Pull out every line of the records below that contains the word "shirt", matching its case exactly.

** Begin **

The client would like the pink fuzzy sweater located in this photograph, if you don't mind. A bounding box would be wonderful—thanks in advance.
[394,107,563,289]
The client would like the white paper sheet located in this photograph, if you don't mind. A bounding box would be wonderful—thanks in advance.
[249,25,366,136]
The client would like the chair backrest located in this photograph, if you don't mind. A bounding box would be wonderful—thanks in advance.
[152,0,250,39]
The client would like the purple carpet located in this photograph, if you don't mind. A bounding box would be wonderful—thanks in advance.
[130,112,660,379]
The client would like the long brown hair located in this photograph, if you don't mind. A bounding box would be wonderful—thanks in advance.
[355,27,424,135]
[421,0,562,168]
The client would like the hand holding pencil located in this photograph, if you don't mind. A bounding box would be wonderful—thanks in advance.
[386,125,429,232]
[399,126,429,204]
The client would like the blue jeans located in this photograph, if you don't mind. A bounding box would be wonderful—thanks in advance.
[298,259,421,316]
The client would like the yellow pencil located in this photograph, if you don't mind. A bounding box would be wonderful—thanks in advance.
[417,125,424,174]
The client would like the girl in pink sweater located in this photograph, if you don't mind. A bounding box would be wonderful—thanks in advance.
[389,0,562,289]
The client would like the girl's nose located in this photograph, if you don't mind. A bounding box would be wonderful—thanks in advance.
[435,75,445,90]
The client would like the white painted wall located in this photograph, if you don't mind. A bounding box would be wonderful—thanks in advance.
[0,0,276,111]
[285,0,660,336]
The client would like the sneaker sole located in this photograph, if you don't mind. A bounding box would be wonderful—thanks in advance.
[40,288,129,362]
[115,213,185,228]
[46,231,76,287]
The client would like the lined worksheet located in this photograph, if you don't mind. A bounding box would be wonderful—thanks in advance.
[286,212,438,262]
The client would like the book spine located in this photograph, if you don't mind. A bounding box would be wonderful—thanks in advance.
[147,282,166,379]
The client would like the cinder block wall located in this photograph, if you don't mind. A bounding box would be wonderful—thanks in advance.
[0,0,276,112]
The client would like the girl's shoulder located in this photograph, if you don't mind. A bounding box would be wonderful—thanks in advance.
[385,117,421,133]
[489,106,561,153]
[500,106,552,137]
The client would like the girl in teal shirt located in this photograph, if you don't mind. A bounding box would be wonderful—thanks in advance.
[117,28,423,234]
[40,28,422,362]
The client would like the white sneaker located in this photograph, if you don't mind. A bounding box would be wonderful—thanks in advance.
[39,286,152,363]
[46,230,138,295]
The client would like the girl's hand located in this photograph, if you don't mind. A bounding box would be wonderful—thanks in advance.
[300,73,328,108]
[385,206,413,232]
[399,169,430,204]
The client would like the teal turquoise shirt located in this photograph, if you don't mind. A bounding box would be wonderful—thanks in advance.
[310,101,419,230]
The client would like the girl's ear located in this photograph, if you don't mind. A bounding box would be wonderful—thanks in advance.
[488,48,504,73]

** End **
** Begin **

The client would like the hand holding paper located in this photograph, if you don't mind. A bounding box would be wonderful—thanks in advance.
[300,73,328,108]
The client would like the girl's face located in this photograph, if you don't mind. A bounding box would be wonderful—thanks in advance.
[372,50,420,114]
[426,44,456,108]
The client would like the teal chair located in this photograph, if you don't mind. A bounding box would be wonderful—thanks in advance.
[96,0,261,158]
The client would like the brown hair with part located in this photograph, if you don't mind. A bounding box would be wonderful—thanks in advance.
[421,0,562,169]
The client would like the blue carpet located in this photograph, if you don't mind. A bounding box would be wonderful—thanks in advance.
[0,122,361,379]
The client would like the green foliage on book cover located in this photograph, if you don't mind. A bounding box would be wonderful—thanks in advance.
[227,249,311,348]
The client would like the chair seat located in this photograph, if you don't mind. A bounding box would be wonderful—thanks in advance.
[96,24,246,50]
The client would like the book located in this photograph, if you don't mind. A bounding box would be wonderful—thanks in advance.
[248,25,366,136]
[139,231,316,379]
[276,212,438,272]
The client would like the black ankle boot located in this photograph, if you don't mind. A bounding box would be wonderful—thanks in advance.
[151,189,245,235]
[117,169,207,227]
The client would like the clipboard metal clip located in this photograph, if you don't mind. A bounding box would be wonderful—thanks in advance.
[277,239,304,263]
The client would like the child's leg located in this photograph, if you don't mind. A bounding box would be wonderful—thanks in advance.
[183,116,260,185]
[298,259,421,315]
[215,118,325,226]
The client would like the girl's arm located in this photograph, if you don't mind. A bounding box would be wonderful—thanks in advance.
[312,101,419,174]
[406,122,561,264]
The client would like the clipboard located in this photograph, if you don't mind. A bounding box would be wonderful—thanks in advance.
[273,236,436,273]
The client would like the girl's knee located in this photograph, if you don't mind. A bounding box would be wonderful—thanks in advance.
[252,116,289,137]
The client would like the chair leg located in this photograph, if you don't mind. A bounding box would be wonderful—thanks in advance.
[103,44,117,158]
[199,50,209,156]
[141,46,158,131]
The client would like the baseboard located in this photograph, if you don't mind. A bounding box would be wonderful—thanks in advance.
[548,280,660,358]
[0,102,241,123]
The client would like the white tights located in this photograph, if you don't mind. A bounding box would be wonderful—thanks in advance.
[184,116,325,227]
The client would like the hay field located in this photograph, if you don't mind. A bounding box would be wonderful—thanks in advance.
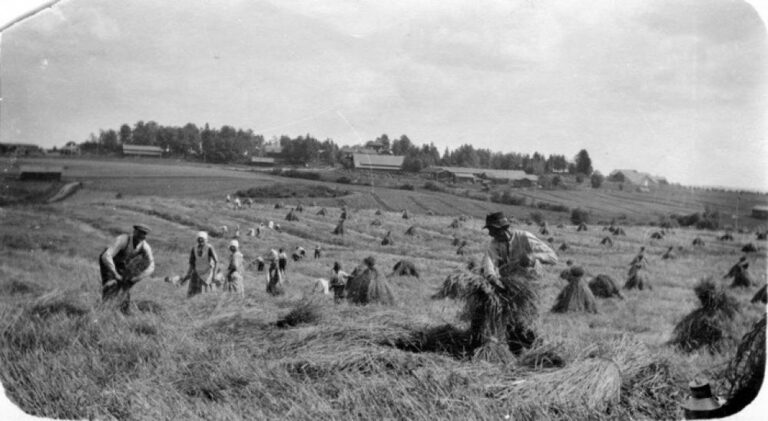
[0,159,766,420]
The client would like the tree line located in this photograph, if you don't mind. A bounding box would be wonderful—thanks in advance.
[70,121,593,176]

** End **
** Begin **

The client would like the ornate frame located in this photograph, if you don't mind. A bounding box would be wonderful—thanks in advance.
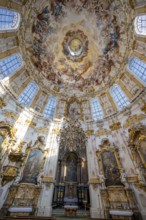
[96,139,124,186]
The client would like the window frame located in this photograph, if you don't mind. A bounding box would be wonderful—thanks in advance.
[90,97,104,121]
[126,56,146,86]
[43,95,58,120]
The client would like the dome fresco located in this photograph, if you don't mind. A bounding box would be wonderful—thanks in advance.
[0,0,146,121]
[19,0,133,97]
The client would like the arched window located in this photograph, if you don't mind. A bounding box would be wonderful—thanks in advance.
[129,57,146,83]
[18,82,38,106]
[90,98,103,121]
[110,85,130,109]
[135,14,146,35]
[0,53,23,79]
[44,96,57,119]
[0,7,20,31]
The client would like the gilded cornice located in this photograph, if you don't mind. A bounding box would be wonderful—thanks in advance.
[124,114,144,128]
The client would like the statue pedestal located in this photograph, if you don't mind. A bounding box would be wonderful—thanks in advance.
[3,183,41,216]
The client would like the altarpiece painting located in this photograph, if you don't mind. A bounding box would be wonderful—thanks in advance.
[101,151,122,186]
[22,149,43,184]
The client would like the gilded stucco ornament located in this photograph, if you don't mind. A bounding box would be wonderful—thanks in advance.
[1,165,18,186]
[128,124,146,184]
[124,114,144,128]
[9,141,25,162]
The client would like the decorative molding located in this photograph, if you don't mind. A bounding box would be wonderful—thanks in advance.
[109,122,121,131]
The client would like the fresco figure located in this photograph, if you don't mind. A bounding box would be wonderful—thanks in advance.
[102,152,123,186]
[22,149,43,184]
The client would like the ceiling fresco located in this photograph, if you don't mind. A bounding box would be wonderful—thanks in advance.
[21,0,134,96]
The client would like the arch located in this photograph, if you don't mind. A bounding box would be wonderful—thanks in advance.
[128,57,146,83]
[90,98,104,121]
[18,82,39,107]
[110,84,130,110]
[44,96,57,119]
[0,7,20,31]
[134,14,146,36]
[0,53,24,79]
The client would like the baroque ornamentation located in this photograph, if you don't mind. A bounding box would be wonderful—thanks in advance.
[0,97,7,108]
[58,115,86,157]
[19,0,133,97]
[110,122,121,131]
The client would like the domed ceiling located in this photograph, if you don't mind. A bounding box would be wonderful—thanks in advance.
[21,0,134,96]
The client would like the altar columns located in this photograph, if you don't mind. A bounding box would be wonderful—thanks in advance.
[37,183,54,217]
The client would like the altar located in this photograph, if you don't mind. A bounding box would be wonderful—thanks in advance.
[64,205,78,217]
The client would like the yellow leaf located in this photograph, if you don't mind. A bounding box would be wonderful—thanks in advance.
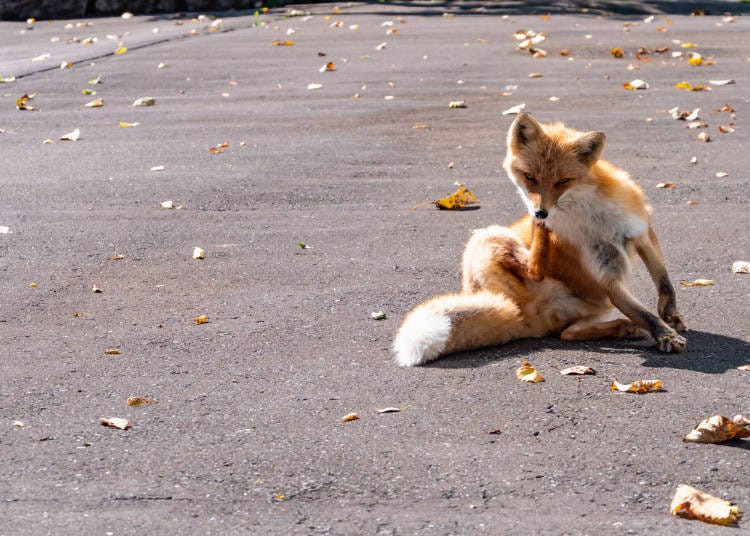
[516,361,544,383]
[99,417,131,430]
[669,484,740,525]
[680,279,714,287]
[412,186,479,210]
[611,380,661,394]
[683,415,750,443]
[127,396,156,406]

** End **

RESULT FOR THIS EXERCISE:
The client would like the girl in teal shirt located in this photograph, if you don't mind. A bounding box would be wonderful—thanks in advance.
The client would like the teal turquoise shirt located in this photograph, if you don't mind. A bounding box would be wonderful—thanks in advance.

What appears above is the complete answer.